- Exercise aim -
Where a line holds the word "positive", count it, then give only the total for the entries below.

Start of Task data

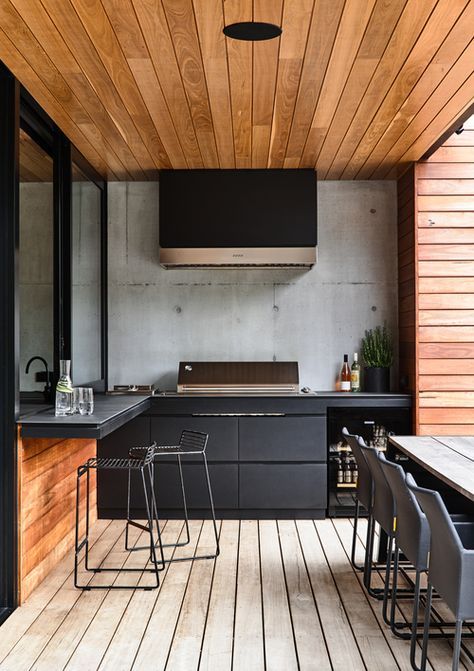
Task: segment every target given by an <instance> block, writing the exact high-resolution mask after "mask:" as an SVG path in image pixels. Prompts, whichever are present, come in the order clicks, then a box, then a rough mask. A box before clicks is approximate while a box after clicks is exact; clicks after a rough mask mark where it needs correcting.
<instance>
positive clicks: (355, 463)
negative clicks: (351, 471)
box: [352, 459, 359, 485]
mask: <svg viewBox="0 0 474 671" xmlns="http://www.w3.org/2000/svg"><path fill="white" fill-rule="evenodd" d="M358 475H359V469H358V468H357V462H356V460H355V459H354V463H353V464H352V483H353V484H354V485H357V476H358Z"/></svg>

End of Task data
Start of Task data

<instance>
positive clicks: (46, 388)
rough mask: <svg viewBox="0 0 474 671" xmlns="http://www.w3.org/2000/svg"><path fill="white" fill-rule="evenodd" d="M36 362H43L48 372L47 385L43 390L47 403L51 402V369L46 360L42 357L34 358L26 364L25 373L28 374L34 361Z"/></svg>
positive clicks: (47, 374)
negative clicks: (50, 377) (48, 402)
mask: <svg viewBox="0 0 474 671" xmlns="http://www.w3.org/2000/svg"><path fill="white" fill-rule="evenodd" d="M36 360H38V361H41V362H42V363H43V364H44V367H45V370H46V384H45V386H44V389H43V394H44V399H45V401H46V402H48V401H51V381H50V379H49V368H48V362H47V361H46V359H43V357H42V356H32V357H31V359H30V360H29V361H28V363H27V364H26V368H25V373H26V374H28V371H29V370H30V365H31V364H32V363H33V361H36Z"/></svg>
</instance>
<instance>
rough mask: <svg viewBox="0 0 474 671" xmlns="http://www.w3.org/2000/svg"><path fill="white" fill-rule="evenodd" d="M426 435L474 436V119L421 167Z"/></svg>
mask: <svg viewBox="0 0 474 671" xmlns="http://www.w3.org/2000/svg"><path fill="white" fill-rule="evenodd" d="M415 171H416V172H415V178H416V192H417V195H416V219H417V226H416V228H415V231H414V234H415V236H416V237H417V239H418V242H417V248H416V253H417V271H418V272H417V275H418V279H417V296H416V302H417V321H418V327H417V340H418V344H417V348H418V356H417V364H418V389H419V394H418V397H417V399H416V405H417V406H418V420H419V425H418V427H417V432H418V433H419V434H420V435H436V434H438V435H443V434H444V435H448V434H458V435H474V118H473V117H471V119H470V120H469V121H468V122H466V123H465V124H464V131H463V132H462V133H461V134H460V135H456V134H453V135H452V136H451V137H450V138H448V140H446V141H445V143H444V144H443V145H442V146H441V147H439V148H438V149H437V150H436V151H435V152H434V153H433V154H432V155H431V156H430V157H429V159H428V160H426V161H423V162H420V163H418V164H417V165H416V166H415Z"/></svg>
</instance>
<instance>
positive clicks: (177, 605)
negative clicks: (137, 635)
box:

End of Task data
Start of Task data

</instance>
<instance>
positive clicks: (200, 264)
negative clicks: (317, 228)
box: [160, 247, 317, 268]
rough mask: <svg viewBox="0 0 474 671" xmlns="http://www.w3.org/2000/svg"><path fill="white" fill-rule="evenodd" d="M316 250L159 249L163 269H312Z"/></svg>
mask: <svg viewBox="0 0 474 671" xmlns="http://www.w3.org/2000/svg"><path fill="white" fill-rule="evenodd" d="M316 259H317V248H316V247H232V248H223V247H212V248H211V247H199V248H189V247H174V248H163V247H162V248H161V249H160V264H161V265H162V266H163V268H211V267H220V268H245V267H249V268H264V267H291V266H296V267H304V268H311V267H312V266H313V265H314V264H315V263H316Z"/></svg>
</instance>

End of Task data

- Solution -
5